Exercise —
Pictures are not part of the answer. Return the lines from the one containing "Target: hanging flower raceme" through the end of the data, both included, exactly as they appear.

[Exercise input]

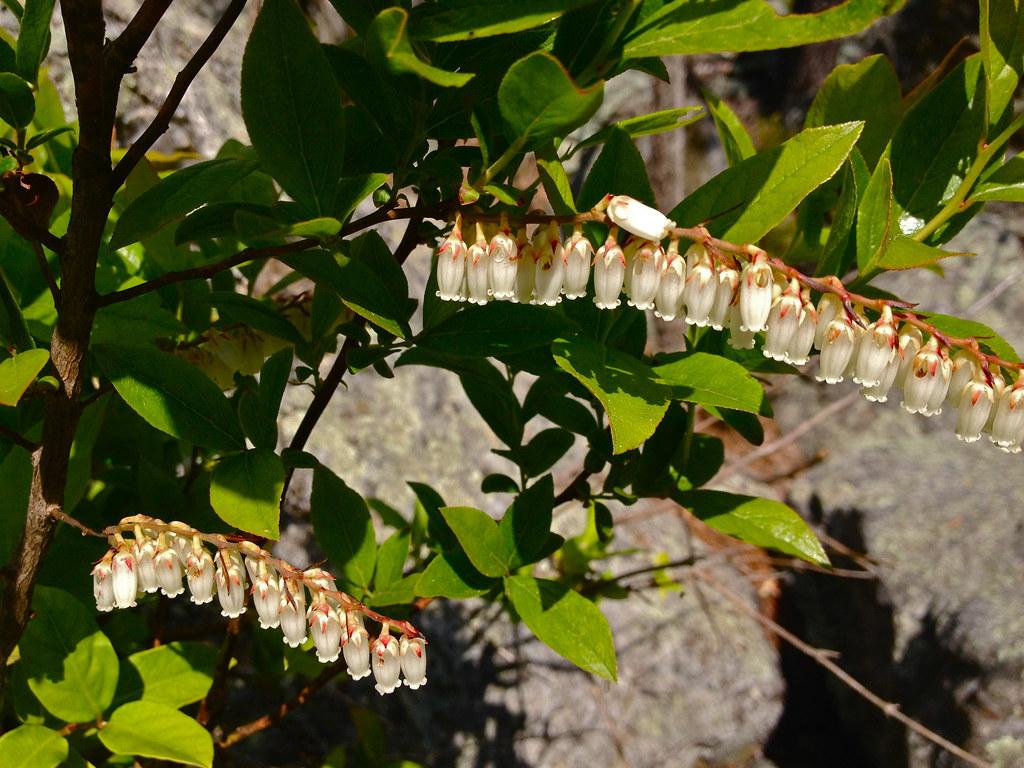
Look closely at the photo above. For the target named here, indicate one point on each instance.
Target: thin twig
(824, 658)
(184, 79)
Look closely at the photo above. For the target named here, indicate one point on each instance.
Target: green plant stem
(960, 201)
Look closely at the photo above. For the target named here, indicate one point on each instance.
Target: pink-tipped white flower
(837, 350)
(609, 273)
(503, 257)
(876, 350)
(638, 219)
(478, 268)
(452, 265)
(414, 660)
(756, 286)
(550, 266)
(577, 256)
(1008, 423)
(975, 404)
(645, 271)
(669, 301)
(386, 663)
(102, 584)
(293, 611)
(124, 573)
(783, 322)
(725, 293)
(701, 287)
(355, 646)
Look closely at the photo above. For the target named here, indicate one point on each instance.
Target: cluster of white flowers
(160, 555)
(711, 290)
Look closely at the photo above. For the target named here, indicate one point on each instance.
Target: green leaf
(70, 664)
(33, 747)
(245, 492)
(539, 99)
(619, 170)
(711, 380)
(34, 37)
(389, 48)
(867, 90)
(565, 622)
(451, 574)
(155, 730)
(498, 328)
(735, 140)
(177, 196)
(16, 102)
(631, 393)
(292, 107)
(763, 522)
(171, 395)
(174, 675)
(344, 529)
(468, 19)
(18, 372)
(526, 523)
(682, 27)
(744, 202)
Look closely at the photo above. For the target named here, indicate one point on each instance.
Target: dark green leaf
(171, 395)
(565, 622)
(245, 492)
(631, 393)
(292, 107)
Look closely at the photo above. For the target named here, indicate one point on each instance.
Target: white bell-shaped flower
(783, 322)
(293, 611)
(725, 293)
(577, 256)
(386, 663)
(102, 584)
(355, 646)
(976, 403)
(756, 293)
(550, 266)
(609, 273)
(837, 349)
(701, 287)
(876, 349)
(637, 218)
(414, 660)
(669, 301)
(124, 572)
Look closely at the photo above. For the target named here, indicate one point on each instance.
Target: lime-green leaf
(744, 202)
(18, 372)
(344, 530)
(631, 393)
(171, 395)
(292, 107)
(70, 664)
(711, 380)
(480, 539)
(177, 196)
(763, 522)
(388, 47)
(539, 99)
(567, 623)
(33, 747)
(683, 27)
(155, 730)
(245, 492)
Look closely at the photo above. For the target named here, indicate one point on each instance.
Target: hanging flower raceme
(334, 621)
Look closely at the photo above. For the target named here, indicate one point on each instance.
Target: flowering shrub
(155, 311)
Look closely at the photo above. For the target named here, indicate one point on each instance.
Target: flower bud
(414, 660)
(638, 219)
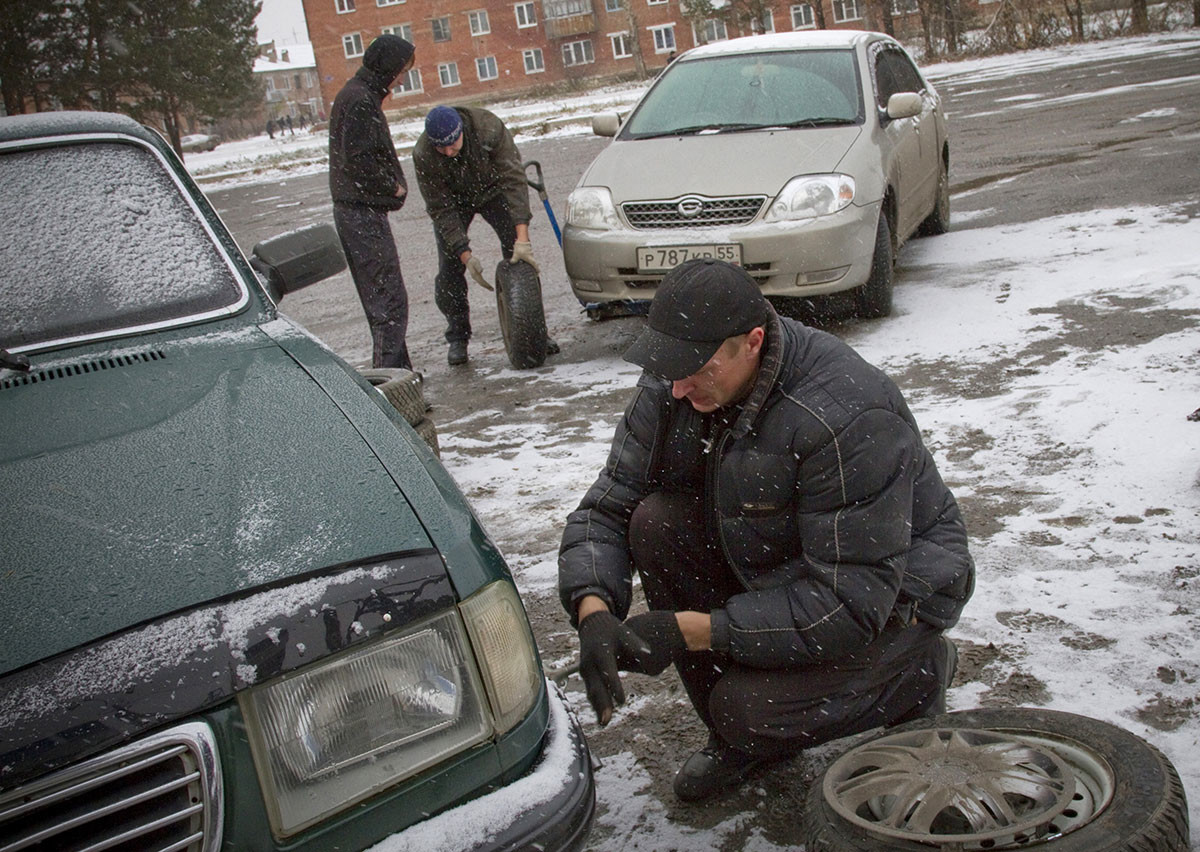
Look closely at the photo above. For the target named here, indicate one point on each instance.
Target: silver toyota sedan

[/Exercise input]

Response to this exercise —
Target: hanging flower raceme
(334, 621)
Look closely at the photo above. For the target named here, indicate one point on each instance.
Target: flowering shrub
(155, 311)
Look closely at the photo above. For the target named here, indicate one point on each instance.
Target: flower bud
(414, 660)
(638, 219)
Look closely at the photo above. For the target named here, indicate one point on each instance.
Target: silver toyota sedan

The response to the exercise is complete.